**Exercise**
Each record below needs to be retyped exactly.

**Material provided**
════════
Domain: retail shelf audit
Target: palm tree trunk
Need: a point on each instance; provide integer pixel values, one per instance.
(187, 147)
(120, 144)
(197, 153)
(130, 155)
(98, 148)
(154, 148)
════════
**Exercise response**
Domain: retail shelf audit
Target: palm tree trunk
Need: a point on each instance; provide integer pixel values, one per instance.
(187, 147)
(120, 144)
(197, 153)
(130, 155)
(98, 148)
(154, 148)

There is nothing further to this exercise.